* _Provided records_:

+ + + +

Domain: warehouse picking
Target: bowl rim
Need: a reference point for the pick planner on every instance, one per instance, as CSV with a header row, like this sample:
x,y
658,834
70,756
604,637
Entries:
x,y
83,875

+ + + +

* _What you need to do_:
Rewrite the rows above with "bowl rim" changed to "cup handle" and nothing else altered.

* _Response for this exercise_:
Domain: warehouse picking
Target: cup handle
Need: a reference point for the pick planner on every instance, one per instance, as CSV with a header row, like this sample:
x,y
658,834
70,756
604,637
Entries:
x,y
83,875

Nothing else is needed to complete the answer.